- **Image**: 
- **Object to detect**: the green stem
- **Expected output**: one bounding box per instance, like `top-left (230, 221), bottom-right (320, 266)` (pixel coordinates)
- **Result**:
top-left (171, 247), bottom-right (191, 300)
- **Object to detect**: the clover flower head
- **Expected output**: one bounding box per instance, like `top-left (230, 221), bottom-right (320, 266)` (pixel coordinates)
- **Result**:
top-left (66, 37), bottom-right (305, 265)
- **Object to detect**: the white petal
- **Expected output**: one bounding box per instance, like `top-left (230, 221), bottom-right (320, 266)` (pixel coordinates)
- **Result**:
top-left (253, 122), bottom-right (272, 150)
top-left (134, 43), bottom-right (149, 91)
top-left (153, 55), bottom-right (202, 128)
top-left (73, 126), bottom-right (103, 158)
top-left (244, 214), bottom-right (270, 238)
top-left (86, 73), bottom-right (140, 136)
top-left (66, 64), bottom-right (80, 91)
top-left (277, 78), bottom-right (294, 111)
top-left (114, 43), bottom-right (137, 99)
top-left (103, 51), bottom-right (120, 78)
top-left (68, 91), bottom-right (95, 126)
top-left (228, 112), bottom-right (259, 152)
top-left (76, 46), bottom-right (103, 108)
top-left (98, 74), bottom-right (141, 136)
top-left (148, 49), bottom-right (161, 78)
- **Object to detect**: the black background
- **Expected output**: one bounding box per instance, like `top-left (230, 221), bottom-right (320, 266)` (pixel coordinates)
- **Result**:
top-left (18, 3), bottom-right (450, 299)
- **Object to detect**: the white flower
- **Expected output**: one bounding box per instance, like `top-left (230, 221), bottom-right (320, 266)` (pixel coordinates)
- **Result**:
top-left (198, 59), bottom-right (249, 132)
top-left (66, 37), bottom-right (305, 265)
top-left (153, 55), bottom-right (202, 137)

•••

**TASK TO COMPLETE:** Extract, verbatim, the stretch of the records from the line containing "- **Object to detect**: the white flower" through the final line, including both ends.

**REPLY:**
- **Object to detect**: the white flower
- **Expected output**: one bounding box per instance, like `top-left (230, 221), bottom-right (320, 266)` (pixel coordinates)
- **Result**:
top-left (198, 59), bottom-right (249, 132)
top-left (66, 37), bottom-right (305, 265)
top-left (153, 55), bottom-right (202, 137)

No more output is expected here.